* **Your instructions**
Reproduce all of the records below, substituting "image" for every occurrence of "photograph" and leaving everything else unchanged. Omit the pictures from the answer.

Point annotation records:
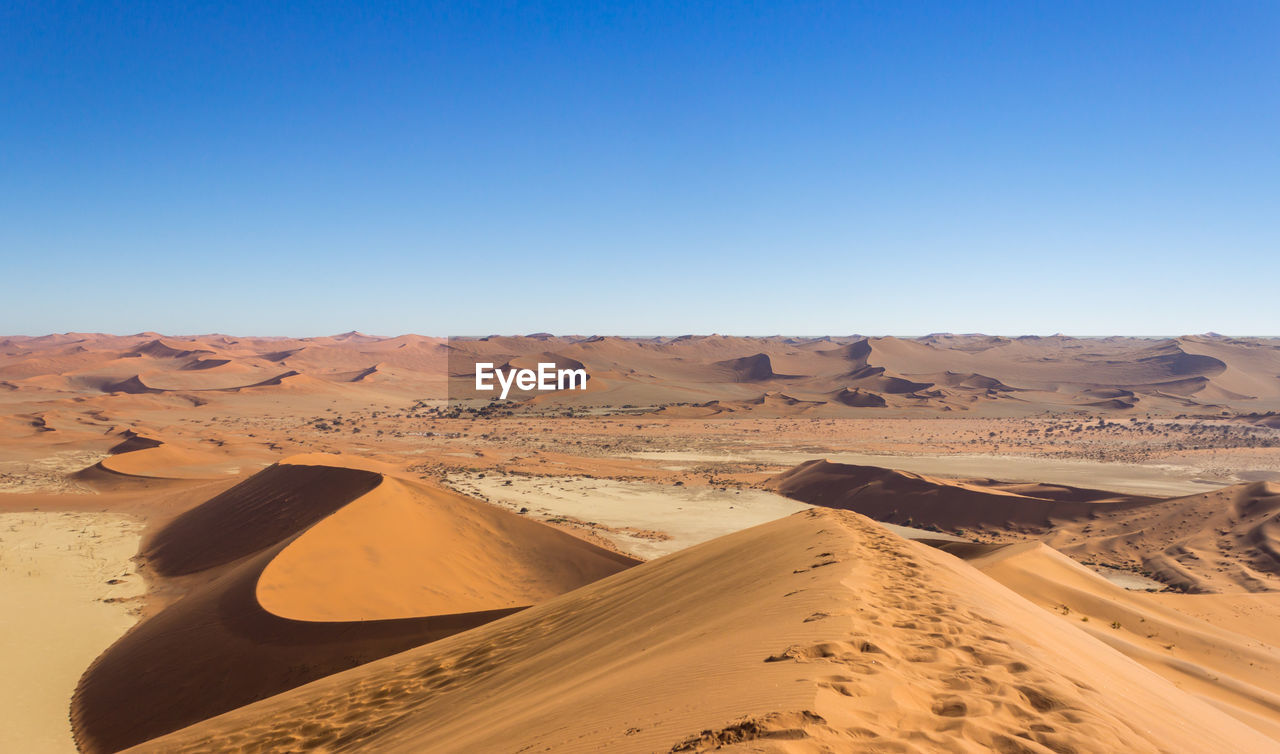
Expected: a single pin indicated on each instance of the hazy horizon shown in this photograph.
(647, 168)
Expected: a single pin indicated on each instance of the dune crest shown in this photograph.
(359, 580)
(833, 634)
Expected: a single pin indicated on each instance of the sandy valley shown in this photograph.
(937, 544)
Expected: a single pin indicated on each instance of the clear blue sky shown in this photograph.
(798, 168)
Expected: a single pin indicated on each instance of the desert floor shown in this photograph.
(227, 545)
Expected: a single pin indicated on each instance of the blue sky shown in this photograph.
(803, 168)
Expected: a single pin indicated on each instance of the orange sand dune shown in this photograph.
(901, 497)
(342, 534)
(1223, 540)
(406, 551)
(1235, 672)
(819, 631)
(988, 375)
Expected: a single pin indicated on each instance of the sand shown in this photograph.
(306, 569)
(1165, 479)
(284, 586)
(59, 608)
(832, 635)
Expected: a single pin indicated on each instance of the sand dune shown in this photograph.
(1223, 540)
(901, 497)
(981, 374)
(251, 626)
(832, 635)
(1238, 673)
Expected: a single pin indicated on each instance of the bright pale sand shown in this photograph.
(1165, 479)
(640, 519)
(54, 572)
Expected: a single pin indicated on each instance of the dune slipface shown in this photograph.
(1221, 540)
(819, 631)
(252, 629)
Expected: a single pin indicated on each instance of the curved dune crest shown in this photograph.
(831, 635)
(407, 551)
(901, 497)
(259, 512)
(1234, 672)
(1221, 540)
(370, 566)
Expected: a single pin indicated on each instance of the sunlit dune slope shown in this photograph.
(819, 631)
(1221, 540)
(405, 551)
(1232, 671)
(370, 566)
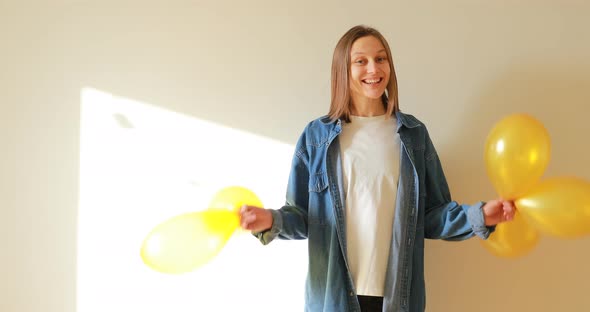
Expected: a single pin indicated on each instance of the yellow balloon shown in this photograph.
(512, 239)
(234, 197)
(558, 206)
(188, 241)
(517, 152)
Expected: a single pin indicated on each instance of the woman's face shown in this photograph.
(369, 69)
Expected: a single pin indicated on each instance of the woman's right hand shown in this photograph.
(255, 219)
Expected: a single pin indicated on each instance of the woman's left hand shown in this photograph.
(498, 211)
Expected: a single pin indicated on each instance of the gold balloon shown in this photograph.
(517, 152)
(512, 239)
(234, 197)
(558, 206)
(188, 241)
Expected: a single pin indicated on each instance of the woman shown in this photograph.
(366, 188)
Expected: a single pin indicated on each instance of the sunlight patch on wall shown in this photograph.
(140, 165)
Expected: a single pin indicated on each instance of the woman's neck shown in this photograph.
(367, 107)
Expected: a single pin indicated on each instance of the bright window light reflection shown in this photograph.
(500, 146)
(140, 165)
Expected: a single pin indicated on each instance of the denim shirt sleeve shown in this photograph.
(290, 221)
(444, 218)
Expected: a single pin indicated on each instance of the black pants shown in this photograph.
(371, 303)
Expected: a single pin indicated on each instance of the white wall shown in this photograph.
(263, 67)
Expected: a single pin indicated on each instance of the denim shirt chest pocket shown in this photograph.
(319, 198)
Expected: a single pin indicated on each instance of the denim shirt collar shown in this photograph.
(402, 120)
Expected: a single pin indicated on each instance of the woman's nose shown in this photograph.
(372, 67)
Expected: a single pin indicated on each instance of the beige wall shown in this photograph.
(263, 66)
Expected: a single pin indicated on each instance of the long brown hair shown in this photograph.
(340, 105)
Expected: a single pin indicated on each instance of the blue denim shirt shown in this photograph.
(315, 210)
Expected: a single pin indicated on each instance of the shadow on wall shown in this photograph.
(558, 96)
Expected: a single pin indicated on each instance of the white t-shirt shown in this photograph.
(370, 151)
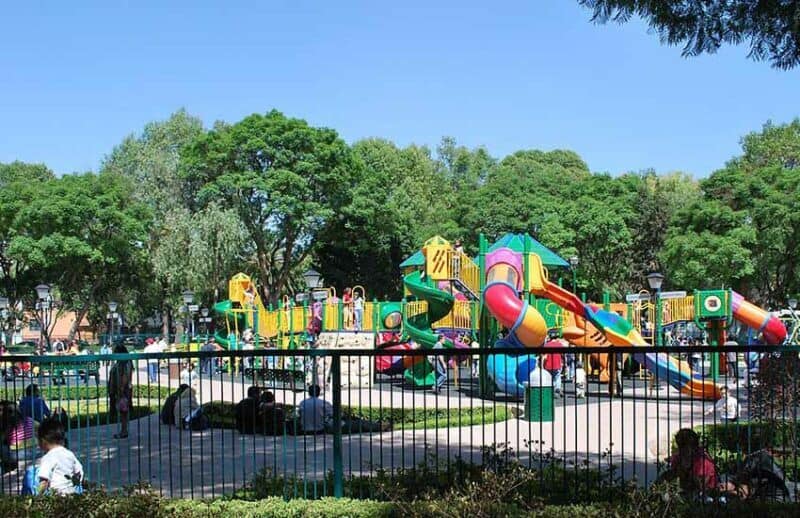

* **Full solution**
Expected: a single pin indicated on each instance of the hazy horizon shown in this image.
(647, 168)
Expected: a single pin indicated on each instance of the dune crest shown in this image.
(359, 580)
(833, 634)
Expected: a single pin indicated on each instance of the sandy valley shown in this image.
(937, 544)
Expected: a single pin indicated on each instance of the clear blue sky shown in this image.
(798, 168)
Expected: a single pin indicated on each instance of the desert floor shown in this image.
(227, 545)
Expected: a single pin indicated on each instance of the blue sky shown in this image.
(803, 168)
Expected: a single pin indicated on each instance of the orange sand dune shown in this image.
(901, 497)
(342, 534)
(1223, 540)
(406, 551)
(1235, 672)
(819, 631)
(988, 375)
Expected: a single pin indicated on each instance of the sand shown in this image.
(306, 569)
(1165, 479)
(284, 586)
(59, 608)
(832, 635)
Expected: a single pin indicated on each instance of the sand dune shown in this image.
(1223, 540)
(901, 497)
(981, 374)
(251, 626)
(832, 635)
(1238, 673)
Expected: a single pin indicated on each instance of the bright pale sand shown in this image.
(1165, 479)
(640, 519)
(54, 572)
Expected: a single pin indicated on each instance of the dune slipface shown in this image.
(1221, 540)
(819, 631)
(252, 629)
Expected: a single pin indicated on each instance of the curved dune crest shown in this image.
(831, 635)
(407, 551)
(901, 497)
(259, 512)
(1234, 672)
(1221, 540)
(370, 566)
Expected: a single pin indicated on each instance of the sunlit dune slope shown in this image.
(819, 631)
(1221, 540)
(405, 551)
(1232, 671)
(370, 566)
Expected: a single pin indicated on each instance of the yellow balloon shown in this image.
(512, 239)
(234, 197)
(558, 206)
(188, 241)
(517, 152)
Expected: a single pin indicated on each instance of the woman's face shown in this image.
(369, 69)
Expected: a single pin indicated on each instance of the woman's right hand shown in this image.
(255, 219)
Expected: a single pin indicated on each instance of the woman's left hand shown in this image.
(498, 211)
Expected: a single pin indicated on each instance of the gold balloon shown in this image.
(517, 152)
(512, 239)
(234, 197)
(558, 206)
(188, 241)
Expected: a single pin indicated on each instance of the woman shown in this image.
(366, 188)
Expected: a single pin indicated on each instance of the sunlight patch on wall shown in this image.
(140, 165)
Expected: a single pin indicated on each instance of the woman's neck shown in this image.
(367, 107)
Expected: a single pin indicated on each instance of the bright window light reflection shown in this image.
(500, 146)
(140, 165)
Expected: a single pin indicated on each instance of the denim shirt sleeve shown in this image.
(290, 221)
(444, 218)
Expected: a single pin indicated on each instance of the black pants shown in this image.
(371, 303)
Expected: a single pin indicated on each instance of the white wall shown in this image.
(263, 67)
Expected: a single pin indicated on each instance of the denim shirt chest pocket shown in this image.
(319, 198)
Expected: a single pin indicated on each instance of the denim shirt collar shown in this image.
(402, 120)
Expected: a single pin indicated on each instance of the woman's nose shown in this image.
(372, 67)
Expected: a single pin indicated on each instance of the beige wall shown in this image.
(263, 66)
Expected: a single pin indicated on each instance of the long brown hair shown in this image.
(340, 105)
Expected: a single pin indicated on each instance of the blue denim shirt shown in this image.
(315, 210)
Expected: a single pin indicated on each instance of the shadow on wall shown in this image.
(558, 96)
Expected: a single pin indicated on each instance of the white t-shirt shown in this image.
(370, 151)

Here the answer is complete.